+++ Input for this task +++

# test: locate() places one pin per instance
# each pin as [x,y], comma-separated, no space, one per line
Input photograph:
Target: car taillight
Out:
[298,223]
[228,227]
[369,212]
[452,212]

+++

Copy all the records exactly so that no character differs from the source.

**Output of the exercise:**
# test: locate() places one pin per instance
# each pin as [x,y], comma-separated, no space, one per line
Input photograph:
Target: car taillight
Out:
[298,223]
[228,227]
[369,212]
[452,212]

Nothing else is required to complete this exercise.